- QUOTED TEXT:
Exit talking

Actor Spalding Gray gets the last word.

The master monologist would expect it, too. "Absolutely," said Gray's widow Kathleen Russo, co-producer of "And Everything Is Going Fine," the Gray biopic making its Chicago premiere Tuesday at the Goodman Theatre.

"There's this interview that he did with NPR. We actually played it at his memorial," Russo said. "He said, `What do I fear about death? The biggest thing I fear about death is I won't be able to talk about it!' Thanks to Steven Soderbergh, he gets the last word."

The first one and all the words in the middle, too. With few exceptions, the footage is all Gray all the time, a portrait of a genial if troubled artist. The lean, WASP-y wit riffs on life, death and suburbia as screened through his own embattled intellect.

- SOURCE EXCERPT:

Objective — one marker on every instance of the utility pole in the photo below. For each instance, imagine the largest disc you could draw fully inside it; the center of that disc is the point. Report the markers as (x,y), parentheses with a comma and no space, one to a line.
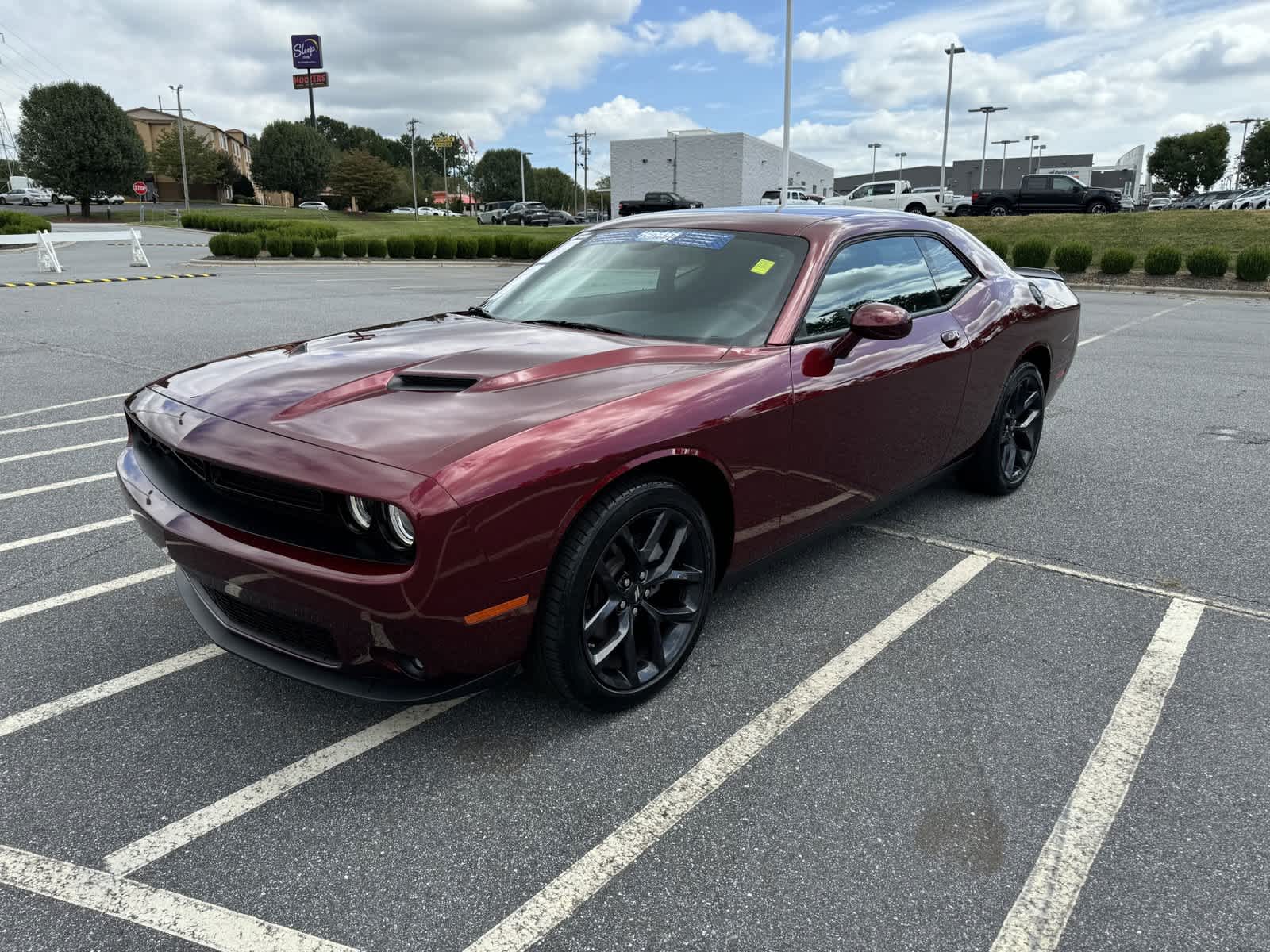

- PROBLEM TO SOLVE:
Pick up the article about Spalding Gray after its final sentence and carry it forward.

- ANSWER TO THE TASK:
The Rhode Island-bred Gray emerged as a leading figure of avant-garde theater in the late '70s in New York. His tragicomic spiels on his boyhood, his mother's suicide at 52, and his search for "the perfect moment" springboarded him to stage and art-film careers.

His most famous monologue, "Swimming to Cambodia" -- where he analyzed his role as a diplomat's aide in "The Killing Fields" --  was made into an 1987 film. Gray, candid about his chronic bouts of depression and suicidal thoughts, was 62 when he vanished off a Staten Island ferry in 2004.

His body was recovered three months later from the East River. The death certificate listed drowning as the cause of death.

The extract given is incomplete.